Task prompt =>
Repeat exactly, and only, the lines from the line containing "target: wisteria vine" through the last line of the records below, including both.

Information provided =>

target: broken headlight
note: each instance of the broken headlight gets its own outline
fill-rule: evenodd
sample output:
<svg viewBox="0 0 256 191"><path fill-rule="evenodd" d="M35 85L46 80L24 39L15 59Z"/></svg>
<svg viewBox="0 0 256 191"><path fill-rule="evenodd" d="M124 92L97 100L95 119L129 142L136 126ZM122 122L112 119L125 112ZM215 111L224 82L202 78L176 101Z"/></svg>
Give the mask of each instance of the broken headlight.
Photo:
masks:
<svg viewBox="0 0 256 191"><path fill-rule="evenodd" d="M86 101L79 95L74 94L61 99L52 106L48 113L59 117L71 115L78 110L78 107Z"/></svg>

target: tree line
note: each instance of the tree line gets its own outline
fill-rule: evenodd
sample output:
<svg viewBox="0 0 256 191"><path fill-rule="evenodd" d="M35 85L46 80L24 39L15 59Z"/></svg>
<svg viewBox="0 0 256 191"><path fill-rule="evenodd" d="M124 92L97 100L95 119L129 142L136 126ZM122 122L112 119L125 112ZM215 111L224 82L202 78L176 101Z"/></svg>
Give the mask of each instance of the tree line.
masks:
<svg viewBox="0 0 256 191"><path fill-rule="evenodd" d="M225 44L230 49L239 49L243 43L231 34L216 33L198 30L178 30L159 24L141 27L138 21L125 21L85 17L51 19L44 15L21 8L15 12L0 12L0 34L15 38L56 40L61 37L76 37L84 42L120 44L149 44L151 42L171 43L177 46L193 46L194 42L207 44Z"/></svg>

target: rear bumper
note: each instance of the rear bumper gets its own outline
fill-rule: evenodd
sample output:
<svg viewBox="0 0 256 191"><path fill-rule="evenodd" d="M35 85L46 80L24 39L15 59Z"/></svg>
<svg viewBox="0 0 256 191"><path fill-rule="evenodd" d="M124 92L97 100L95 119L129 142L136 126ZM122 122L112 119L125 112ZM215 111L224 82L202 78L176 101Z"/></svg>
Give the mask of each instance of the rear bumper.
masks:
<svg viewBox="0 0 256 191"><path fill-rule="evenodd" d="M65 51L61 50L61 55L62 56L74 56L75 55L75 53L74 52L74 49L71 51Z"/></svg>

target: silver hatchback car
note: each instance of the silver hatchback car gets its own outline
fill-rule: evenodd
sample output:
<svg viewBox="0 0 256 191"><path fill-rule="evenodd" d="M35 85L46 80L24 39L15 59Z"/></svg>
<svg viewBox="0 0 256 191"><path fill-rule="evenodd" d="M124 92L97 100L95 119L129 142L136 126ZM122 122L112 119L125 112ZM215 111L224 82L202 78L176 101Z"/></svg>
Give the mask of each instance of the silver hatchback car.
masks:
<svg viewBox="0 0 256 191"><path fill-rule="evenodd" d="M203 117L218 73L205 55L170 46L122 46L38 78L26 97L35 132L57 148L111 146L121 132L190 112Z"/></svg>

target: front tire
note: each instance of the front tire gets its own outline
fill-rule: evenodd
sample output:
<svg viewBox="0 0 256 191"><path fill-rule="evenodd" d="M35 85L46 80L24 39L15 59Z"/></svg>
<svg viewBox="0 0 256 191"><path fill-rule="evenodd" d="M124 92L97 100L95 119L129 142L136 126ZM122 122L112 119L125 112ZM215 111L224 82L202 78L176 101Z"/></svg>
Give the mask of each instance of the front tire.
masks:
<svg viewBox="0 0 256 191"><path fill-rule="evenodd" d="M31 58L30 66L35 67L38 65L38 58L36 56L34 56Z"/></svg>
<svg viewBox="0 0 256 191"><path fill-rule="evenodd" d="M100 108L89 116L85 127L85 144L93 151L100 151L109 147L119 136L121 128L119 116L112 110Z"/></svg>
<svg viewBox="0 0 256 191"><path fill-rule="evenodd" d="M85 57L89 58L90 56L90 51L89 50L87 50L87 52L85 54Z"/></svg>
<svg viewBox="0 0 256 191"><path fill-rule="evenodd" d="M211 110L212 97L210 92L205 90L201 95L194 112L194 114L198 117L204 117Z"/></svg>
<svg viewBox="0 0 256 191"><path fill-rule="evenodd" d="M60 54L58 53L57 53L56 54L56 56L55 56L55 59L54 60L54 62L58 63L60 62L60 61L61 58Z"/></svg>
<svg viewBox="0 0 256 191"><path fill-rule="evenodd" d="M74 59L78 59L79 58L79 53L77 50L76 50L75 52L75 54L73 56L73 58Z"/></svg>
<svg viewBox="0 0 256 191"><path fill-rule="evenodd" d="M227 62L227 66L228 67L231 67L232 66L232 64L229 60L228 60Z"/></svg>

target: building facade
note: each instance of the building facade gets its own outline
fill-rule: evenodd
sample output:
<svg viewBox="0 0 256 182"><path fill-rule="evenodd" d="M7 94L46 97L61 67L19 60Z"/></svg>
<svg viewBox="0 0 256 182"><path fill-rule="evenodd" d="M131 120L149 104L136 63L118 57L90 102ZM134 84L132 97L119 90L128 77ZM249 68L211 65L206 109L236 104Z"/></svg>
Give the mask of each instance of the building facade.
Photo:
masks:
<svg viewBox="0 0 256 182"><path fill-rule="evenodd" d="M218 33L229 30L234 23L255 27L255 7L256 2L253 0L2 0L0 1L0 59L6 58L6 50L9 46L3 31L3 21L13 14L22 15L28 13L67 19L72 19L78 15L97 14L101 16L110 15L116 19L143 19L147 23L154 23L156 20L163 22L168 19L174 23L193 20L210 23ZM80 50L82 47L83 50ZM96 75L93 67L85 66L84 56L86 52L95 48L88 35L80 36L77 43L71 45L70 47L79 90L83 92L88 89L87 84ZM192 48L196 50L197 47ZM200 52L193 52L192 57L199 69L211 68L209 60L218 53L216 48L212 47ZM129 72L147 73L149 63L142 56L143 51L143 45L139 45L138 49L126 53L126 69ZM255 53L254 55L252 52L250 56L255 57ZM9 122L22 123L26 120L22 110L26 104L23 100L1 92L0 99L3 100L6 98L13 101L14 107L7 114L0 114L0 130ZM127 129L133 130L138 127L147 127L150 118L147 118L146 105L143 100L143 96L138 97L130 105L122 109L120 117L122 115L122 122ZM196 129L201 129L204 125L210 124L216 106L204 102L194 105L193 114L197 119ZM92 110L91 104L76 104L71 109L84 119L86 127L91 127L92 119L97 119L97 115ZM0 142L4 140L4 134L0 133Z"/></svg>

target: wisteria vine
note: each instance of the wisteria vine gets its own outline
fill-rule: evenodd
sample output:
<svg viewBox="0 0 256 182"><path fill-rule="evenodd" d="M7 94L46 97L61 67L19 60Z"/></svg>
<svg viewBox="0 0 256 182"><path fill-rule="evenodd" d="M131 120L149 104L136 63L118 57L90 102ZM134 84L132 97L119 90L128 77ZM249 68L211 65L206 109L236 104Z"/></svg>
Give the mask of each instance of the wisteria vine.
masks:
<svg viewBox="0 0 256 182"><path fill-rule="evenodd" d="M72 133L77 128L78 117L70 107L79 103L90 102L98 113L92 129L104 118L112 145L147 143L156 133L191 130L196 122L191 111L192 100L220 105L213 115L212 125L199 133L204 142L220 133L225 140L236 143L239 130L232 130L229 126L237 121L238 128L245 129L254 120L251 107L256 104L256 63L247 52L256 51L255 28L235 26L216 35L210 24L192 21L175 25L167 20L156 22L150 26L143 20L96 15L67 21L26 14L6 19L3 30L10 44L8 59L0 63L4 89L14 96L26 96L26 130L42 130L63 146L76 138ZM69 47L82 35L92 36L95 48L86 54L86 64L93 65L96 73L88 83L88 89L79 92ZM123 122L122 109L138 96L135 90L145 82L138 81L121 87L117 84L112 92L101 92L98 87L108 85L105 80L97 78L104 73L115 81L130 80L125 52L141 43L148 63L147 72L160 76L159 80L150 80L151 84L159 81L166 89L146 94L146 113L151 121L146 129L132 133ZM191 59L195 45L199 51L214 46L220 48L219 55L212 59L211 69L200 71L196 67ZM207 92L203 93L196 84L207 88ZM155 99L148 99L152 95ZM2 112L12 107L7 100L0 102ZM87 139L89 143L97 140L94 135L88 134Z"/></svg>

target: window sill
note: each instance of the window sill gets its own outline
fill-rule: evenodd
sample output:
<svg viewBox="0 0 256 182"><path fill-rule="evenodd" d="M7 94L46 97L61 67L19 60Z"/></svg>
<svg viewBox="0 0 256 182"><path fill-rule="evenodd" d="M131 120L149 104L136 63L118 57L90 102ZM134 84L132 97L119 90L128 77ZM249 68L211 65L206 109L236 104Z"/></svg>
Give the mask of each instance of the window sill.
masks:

Completed exercise =>
target: wisteria vine
note: each instance of the wisteria vine gets its own outline
fill-rule: evenodd
sample output:
<svg viewBox="0 0 256 182"><path fill-rule="evenodd" d="M7 94L46 97L61 67L19 60Z"/></svg>
<svg viewBox="0 0 256 182"><path fill-rule="evenodd" d="M131 120L149 104L136 63L118 57L90 102ZM134 84L132 97L119 90L128 77ZM249 68L211 65L206 109L236 104Z"/></svg>
Give the mask of each instance of the wisteria vine.
masks:
<svg viewBox="0 0 256 182"><path fill-rule="evenodd" d="M72 133L77 128L78 117L70 107L79 103L90 102L98 113L92 129L104 118L112 145L147 143L156 133L191 130L196 122L191 111L192 100L220 105L213 115L212 125L199 133L204 142L220 133L225 140L236 143L239 130L232 130L229 126L237 121L238 128L245 129L254 120L251 107L256 104L256 63L247 52L256 51L255 28L235 26L216 35L210 24L192 21L175 25L167 20L156 22L150 26L143 20L96 15L67 21L26 14L6 19L3 30L10 44L8 59L0 63L4 89L14 96L26 96L26 130L42 130L63 146L76 138ZM69 47L82 35L92 36L95 48L86 54L86 64L93 65L96 73L88 83L88 89L79 92ZM123 122L122 109L138 96L135 90L145 82L138 81L121 87L117 84L112 92L101 92L98 87L108 85L105 80L97 78L104 73L115 81L130 80L125 52L141 43L148 63L147 72L160 76L159 80L150 80L151 84L159 81L166 89L146 94L146 113L151 121L146 129L132 133ZM191 59L195 45L199 51L214 46L220 48L219 55L212 59L211 69L200 71L196 67ZM207 92L203 93L196 84L207 88ZM155 99L148 99L152 95ZM2 112L12 107L7 100L0 102ZM87 139L89 143L97 140L94 135L88 134Z"/></svg>

target: window sill
note: each instance of the window sill gets its own outline
fill-rule: evenodd
sample output:
<svg viewBox="0 0 256 182"><path fill-rule="evenodd" d="M7 94L46 97L61 67L19 60Z"/></svg>
<svg viewBox="0 0 256 182"><path fill-rule="evenodd" d="M131 120L149 104L136 63L118 57L90 102ZM134 84L132 97L119 90L128 77ZM249 68L211 65L206 109L236 104Z"/></svg>
Give the mask of each instance of the window sill.
masks:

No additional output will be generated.